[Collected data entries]

↓↓↓

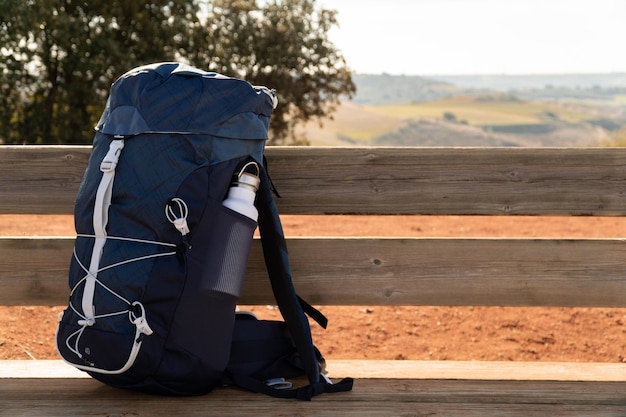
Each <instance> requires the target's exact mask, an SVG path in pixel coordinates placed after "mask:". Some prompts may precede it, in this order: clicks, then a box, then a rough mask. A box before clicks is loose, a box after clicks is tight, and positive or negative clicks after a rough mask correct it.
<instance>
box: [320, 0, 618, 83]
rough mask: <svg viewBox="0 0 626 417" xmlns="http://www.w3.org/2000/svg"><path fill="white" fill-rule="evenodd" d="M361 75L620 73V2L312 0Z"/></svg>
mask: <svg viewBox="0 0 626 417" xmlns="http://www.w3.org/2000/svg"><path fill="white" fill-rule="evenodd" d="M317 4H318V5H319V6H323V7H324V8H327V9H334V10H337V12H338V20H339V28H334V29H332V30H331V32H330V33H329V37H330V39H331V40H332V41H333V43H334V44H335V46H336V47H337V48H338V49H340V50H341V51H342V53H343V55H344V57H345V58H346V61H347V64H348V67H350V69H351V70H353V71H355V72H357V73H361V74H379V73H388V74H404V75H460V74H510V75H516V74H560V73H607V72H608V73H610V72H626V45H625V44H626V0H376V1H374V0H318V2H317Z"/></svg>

↑↑↑

Each line in the data that holds the string "instance" needs to be copied.

### Solution to this problem
Each <instance> requires the target's exact mask, an SVG path in pixel coordinates placed after "mask:". Some prompts may precede it, in this order: clicks, then a box, then a rough mask. A box before clicks is loose, a box after clicks is tight, and positive or negative clicks after a rough mask correct it.
<instance>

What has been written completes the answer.